Supplied entries:
——————

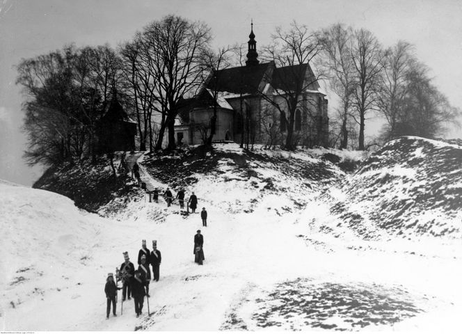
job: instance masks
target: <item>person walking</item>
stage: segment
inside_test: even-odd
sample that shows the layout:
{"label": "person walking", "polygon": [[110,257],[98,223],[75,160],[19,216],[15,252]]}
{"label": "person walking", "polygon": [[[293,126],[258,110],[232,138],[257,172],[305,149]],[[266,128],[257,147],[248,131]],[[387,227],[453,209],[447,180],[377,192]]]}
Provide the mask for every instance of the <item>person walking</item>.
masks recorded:
{"label": "person walking", "polygon": [[134,175],[135,178],[136,179],[136,182],[138,182],[138,185],[140,186],[141,184],[141,178],[140,177],[140,166],[136,162],[135,162],[135,164],[133,165],[133,168],[132,168],[132,175]]}
{"label": "person walking", "polygon": [[117,287],[114,282],[114,277],[112,273],[109,273],[106,278],[106,285],[104,285],[104,293],[106,294],[106,299],[107,301],[106,307],[106,319],[109,319],[109,313],[111,312],[111,304],[112,303],[112,314],[114,317],[117,317],[116,314],[116,297],[117,296],[117,290],[120,290],[121,287]]}
{"label": "person walking", "polygon": [[197,234],[194,235],[194,262],[200,265],[202,261],[205,260],[204,257],[204,236],[200,234],[200,230],[197,230]]}
{"label": "person walking", "polygon": [[152,200],[156,202],[159,202],[159,190],[157,188],[154,189],[154,193],[152,193]]}
{"label": "person walking", "polygon": [[130,295],[132,294],[132,287],[130,286],[130,278],[132,278],[134,274],[135,266],[130,262],[128,252],[124,252],[123,255],[125,261],[120,266],[118,279],[122,280],[122,301],[125,301],[127,295],[128,300],[129,301],[131,299]]}
{"label": "person walking", "polygon": [[193,214],[196,213],[196,208],[198,207],[198,198],[194,195],[194,191],[193,191],[192,195],[189,198],[188,203],[189,204],[189,207],[191,207]]}
{"label": "person walking", "polygon": [[149,298],[150,297],[149,295],[149,283],[151,281],[151,269],[149,267],[149,262],[146,260],[146,255],[144,254],[141,255],[141,263],[138,266],[138,271],[140,272],[141,279],[144,283],[146,296]]}
{"label": "person walking", "polygon": [[134,276],[132,278],[132,293],[135,301],[135,312],[136,317],[143,312],[143,304],[144,303],[144,296],[146,295],[145,292],[145,285],[141,278],[139,271],[134,271]]}
{"label": "person walking", "polygon": [[202,220],[202,226],[207,228],[207,211],[205,211],[205,207],[202,207],[202,211],[200,212],[200,218]]}
{"label": "person walking", "polygon": [[177,198],[180,202],[180,209],[184,209],[184,190],[182,188],[177,193]]}
{"label": "person walking", "polygon": [[151,265],[152,266],[152,281],[159,282],[160,265],[162,262],[161,251],[157,249],[157,241],[152,240],[152,251],[151,252]]}
{"label": "person walking", "polygon": [[141,249],[138,252],[138,264],[141,264],[141,257],[145,255],[146,257],[146,262],[149,264],[151,263],[151,251],[146,248],[146,240],[141,240]]}

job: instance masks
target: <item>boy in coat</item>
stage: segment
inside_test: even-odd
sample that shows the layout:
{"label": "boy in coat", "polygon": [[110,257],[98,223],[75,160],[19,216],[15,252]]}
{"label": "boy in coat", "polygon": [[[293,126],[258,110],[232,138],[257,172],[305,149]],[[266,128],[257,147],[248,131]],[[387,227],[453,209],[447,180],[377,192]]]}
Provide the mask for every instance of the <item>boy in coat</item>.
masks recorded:
{"label": "boy in coat", "polygon": [[114,282],[114,277],[112,273],[107,275],[106,279],[106,285],[104,286],[104,293],[106,294],[106,299],[107,300],[107,305],[106,308],[106,319],[109,319],[109,313],[111,312],[111,303],[112,303],[112,314],[114,317],[117,317],[116,314],[116,297],[117,296],[117,290],[120,290],[121,287],[117,287]]}
{"label": "boy in coat", "polygon": [[136,317],[143,312],[143,303],[144,303],[144,296],[146,295],[145,292],[145,285],[141,278],[141,274],[138,271],[135,271],[135,276],[132,278],[132,295],[135,301],[135,312]]}
{"label": "boy in coat", "polygon": [[202,226],[207,228],[207,211],[205,211],[205,207],[202,207],[202,211],[200,212],[200,218],[202,220]]}
{"label": "boy in coat", "polygon": [[138,267],[138,271],[140,272],[141,279],[144,282],[146,296],[149,298],[150,297],[149,295],[149,283],[151,280],[151,269],[149,268],[149,262],[146,261],[146,256],[144,255],[141,256],[141,263]]}

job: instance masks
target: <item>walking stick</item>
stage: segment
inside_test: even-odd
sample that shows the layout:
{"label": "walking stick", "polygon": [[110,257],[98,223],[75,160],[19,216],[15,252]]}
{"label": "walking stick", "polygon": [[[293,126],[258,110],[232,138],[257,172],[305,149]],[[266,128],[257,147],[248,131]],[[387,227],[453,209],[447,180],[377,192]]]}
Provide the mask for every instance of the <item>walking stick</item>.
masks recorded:
{"label": "walking stick", "polygon": [[151,312],[149,310],[149,294],[146,294],[146,300],[148,301],[148,316],[151,316]]}

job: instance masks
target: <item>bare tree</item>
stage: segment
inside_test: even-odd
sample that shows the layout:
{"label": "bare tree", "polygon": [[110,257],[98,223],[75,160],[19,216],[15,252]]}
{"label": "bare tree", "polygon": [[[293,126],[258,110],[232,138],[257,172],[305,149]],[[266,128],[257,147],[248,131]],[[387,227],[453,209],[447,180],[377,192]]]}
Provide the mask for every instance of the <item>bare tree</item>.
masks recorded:
{"label": "bare tree", "polygon": [[218,99],[220,98],[220,79],[223,73],[222,70],[230,65],[230,57],[232,49],[229,46],[218,49],[216,52],[212,49],[204,50],[202,62],[205,71],[202,74],[205,78],[204,83],[208,88],[208,91],[212,98],[212,108],[214,114],[210,119],[210,135],[205,141],[205,145],[211,145],[216,131],[217,109]]}
{"label": "bare tree", "polygon": [[383,70],[377,106],[387,120],[388,127],[384,134],[385,139],[389,140],[397,135],[400,108],[403,106],[410,87],[411,71],[417,66],[413,46],[407,42],[399,41],[386,50],[382,62]]}
{"label": "bare tree", "polygon": [[[155,78],[151,69],[154,66],[152,59],[149,48],[143,43],[140,33],[136,34],[132,42],[120,47],[120,54],[125,79],[138,124],[140,150],[146,150],[148,139],[150,140],[149,146],[152,150],[153,143],[150,125],[157,97],[154,91]],[[162,122],[164,122],[165,113],[162,114]]]}
{"label": "bare tree", "polygon": [[398,107],[396,136],[435,138],[444,134],[446,126],[459,126],[461,110],[452,106],[447,98],[431,84],[428,68],[414,62],[407,74],[406,94]]}
{"label": "bare tree", "polygon": [[287,125],[285,149],[293,150],[295,112],[300,109],[310,113],[306,106],[313,102],[305,93],[322,77],[321,73],[314,74],[310,67],[320,54],[322,44],[318,33],[309,31],[306,26],[295,22],[287,31],[277,28],[271,37],[273,42],[264,48],[262,58],[273,61],[276,67],[285,68],[273,74],[279,83],[277,87],[271,92],[259,93],[280,113],[281,122]]}
{"label": "bare tree", "polygon": [[364,150],[366,114],[376,106],[380,76],[383,68],[383,51],[372,33],[363,29],[354,31],[350,49],[356,81],[356,89],[353,94],[354,119],[359,124],[358,149]]}
{"label": "bare tree", "polygon": [[321,38],[325,57],[322,57],[320,62],[326,69],[330,88],[340,99],[340,109],[337,113],[341,123],[341,149],[348,147],[348,122],[356,88],[350,50],[352,35],[351,27],[345,28],[337,24],[323,30]]}
{"label": "bare tree", "polygon": [[156,149],[161,148],[166,128],[167,148],[175,148],[174,125],[178,102],[198,89],[204,70],[201,56],[210,39],[209,29],[204,23],[191,23],[175,15],[152,22],[140,34],[141,56],[153,78],[150,86],[153,108],[165,116]]}

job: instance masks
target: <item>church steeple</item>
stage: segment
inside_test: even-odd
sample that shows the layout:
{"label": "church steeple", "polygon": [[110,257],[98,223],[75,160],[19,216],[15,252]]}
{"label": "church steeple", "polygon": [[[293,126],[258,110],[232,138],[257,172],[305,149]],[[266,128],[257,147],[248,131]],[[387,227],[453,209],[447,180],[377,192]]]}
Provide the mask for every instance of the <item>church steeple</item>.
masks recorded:
{"label": "church steeple", "polygon": [[247,65],[247,66],[258,65],[260,63],[260,61],[257,59],[258,57],[258,54],[257,53],[257,41],[255,40],[255,34],[253,33],[253,20],[252,20],[250,22],[250,34],[248,35],[250,40],[248,40],[248,42],[247,42],[247,44],[248,44],[247,61],[246,61],[246,65]]}

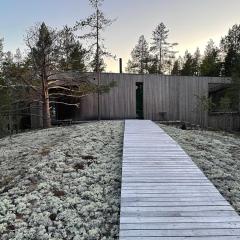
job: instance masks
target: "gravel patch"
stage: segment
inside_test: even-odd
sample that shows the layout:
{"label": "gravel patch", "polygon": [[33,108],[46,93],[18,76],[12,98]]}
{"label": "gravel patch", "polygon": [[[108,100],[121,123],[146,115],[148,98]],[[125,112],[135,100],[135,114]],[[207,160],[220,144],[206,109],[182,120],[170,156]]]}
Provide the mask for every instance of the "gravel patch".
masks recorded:
{"label": "gravel patch", "polygon": [[240,137],[226,132],[160,127],[180,144],[240,213]]}
{"label": "gravel patch", "polygon": [[0,140],[0,239],[118,239],[123,122]]}

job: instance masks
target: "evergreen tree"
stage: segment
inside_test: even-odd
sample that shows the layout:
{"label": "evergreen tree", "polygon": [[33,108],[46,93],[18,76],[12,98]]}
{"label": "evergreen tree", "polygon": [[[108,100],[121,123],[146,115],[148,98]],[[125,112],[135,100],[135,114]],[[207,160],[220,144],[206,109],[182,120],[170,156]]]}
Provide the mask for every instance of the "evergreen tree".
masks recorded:
{"label": "evergreen tree", "polygon": [[201,55],[198,48],[194,53],[194,55],[186,51],[183,59],[181,75],[182,76],[199,76],[200,59],[201,59]]}
{"label": "evergreen tree", "polygon": [[219,60],[219,49],[214,45],[212,39],[209,40],[202,63],[200,66],[200,75],[208,77],[220,76],[221,63]]}
{"label": "evergreen tree", "polygon": [[131,57],[127,65],[128,72],[148,73],[150,54],[148,43],[143,35],[140,36],[137,45],[132,50]]}
{"label": "evergreen tree", "polygon": [[181,65],[179,59],[174,61],[171,74],[175,76],[181,75]]}
{"label": "evergreen tree", "polygon": [[85,72],[85,59],[87,51],[82,47],[73,33],[67,26],[59,32],[60,42],[60,69],[64,71],[74,70]]}
{"label": "evergreen tree", "polygon": [[228,35],[222,38],[221,49],[225,55],[223,74],[230,77],[238,65],[240,55],[240,25],[234,25]]}
{"label": "evergreen tree", "polygon": [[158,71],[157,73],[164,73],[167,61],[171,59],[176,51],[173,51],[177,43],[167,42],[169,30],[164,23],[160,23],[153,31],[153,42],[150,48],[151,52],[158,55]]}

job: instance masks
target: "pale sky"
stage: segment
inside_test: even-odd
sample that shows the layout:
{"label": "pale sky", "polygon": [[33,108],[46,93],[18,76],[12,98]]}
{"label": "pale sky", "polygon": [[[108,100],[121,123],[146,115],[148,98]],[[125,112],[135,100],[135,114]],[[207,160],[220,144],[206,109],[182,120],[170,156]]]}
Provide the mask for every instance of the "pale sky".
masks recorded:
{"label": "pale sky", "polygon": [[[0,37],[5,51],[25,49],[23,36],[35,23],[61,28],[73,26],[91,13],[88,0],[0,0]],[[103,11],[117,18],[104,33],[109,51],[123,58],[124,68],[140,35],[163,22],[169,41],[178,42],[181,55],[196,47],[204,50],[212,38],[217,44],[233,24],[240,24],[240,0],[105,0]],[[107,60],[107,71],[118,72],[118,61]]]}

——————

Written problem: Count the lines of the records above that contain the string "target", and give only the number.

Task response: 8